* Excerpted text:

* START *

[comp.unix.questions] saving directories when they don't fit on 1 tape

wsmith@mdbs.UUCP (Bill Smith) (09/29/89)

Is there an automatic, reasonably portable way to save a directory and all 
files beneath it on tape when it does not fit on a single piece of media 
and can not easily be split at the next level down in the directory tree?

I would like something like the multi-volume versions of tar that I have
seen (on Ultrix for example) in a Sun environment.   dump is the closest
thing I've seen, but as I understand the man page, it only works on complete
filesystems which is 2 or 3 times more data than I want to save.

Bill Smith
uunet!pur-ee!mdbs!wsmith

davidsen@crdos1.crd.ge.COM (Wm E Davidsen Jr) (09/29/89)

In article <1454@mdbs.UUCP>, wsmith@mdbs.UUCP (Bill Smith) writes:
|  
|  Is there an automatic, reasonably portable way to save a directory and all 
|  files beneath it on tape when it does not fit on a single piece of media 
|  and can not easily be split at the next level down in the directory tree?

  There is a program called bundle in the archives which breaks up a
data stream and performs buffering. It will prompt you to mount another
tape after N bytes have been sent to the device.

Example:
  tar cf - mydir | bundle /dev/rst8 55000k 60k
                            ^        ^     ^
                            |        |     |__ buffer size
                            |        |________ device size
                            |_________________ device name
-- 
bill davidsen	(davidsen@crdos1.crd.GE.COM -or- uunet!crdgw1!crdos1!davidsen)
"The world is filled with fools. They blindly follow their so-called
'reason' in the face of the church and common sense. Any fool can see
that the world is flat!" - anon

rice@dg-rtp.dg.com (Brian Rice) (09/30/89)

In article <1454@mdbs.UUCP> wsmith@mdbs.UUCP (Bill Smith) writes:

>Is there an automatic, reasonably portable way to save a directory and all 
>files beneath it on tape when it does not fit on a single piece of media 
>and can not easily be split at the next level down in the directory tree?

Use cpio.  First, there are some cpio's which support spreading
tape files across several tapes.  Ours does, I'm confident; check 
your cpio's man page to make sure.  But I don't think vanilla 
System V's do (or are required to by AT&T), and SunOS 4.0's cpio 
man page says it doesn't.

* END *

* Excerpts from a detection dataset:
* START *

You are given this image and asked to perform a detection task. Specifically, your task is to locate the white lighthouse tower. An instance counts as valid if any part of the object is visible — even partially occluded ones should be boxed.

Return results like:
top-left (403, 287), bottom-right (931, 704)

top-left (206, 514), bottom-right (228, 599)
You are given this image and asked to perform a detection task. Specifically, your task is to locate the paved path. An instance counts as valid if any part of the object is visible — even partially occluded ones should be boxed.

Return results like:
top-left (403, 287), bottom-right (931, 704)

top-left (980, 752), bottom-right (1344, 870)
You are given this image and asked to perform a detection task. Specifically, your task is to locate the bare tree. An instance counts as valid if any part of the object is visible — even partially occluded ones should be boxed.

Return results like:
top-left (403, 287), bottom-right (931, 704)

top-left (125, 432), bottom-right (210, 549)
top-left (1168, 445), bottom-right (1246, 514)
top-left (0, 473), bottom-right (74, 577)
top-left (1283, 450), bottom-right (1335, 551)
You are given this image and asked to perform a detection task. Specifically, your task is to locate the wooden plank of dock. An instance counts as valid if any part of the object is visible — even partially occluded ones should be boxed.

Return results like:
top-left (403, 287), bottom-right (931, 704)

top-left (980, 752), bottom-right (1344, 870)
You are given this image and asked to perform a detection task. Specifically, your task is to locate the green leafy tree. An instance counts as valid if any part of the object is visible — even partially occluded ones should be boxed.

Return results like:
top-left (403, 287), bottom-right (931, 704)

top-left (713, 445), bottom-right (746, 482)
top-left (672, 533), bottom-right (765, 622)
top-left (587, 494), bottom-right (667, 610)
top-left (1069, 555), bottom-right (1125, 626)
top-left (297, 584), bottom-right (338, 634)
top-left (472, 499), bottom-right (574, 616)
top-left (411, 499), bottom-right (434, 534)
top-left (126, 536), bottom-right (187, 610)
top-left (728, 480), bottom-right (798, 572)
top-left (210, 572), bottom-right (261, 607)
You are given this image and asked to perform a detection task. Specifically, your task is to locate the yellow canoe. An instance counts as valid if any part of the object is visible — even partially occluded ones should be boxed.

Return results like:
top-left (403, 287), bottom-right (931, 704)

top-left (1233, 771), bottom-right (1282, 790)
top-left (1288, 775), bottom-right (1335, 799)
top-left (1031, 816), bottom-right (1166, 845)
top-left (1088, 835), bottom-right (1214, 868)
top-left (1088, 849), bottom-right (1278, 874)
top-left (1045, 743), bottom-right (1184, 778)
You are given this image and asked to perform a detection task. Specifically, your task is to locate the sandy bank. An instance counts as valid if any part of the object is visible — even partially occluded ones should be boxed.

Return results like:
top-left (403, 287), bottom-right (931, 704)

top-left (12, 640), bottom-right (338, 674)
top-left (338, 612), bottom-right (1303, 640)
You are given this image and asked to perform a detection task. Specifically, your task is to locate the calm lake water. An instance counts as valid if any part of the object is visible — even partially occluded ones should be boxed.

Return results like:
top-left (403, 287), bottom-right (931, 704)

* END *

* Tasks to complete:
1. Write out the passage of the tape-backup thread above, everything from "[comp.unix.questions] saving directories" down to "want to save.".
2. Write what comes next in the tape-backup thread above, starting right after its last sentence.

* Expected outputs:
1.
[comp.unix.questions] saving directories when they don't fit on 1 tape

wsmith@mdbs.UUCP (Bill Smith) (09/29/89)

Is there an automatic, reasonably portable way to save a directory and all 
files beneath it on tape when it does not fit on a single piece of media 
and can not easily be split at the next level down in the directory tree?

I would like something like the multi-volume versions of tar that I have
seen (on Ultrix for example) in a Sun environment.   dump is the closest
thing I've seen, but as I understand the man page, it only works on complete
filesystems which is 2 or 3 times more data than I want to save.

2.
So suppose your cpio doesn't do the trick by itself.  We can use
cpio's flexibility to work around dern near anything.  Here's a 
simple, *approximate* method, which will work most of the time and
is hassle-free:  Suppose you have 400 files which take up 190 
megabytes, which you want to put on two 150-megabyte tapes.  Just 
put in a tape, give this command (as root):

find directory_to_write -print | head -200 | cpio -vBo >tape_device

Then put in a new tape, and give this command:

find directory_to_write -print | tail -200 | cpio -vBo >tape_device

When you reload these using cpio -i, be sure to include the -d option,
which creates directories as needed.  Depending on your medium, you
might need to use some other option than B (see the man page; there's
scads of them).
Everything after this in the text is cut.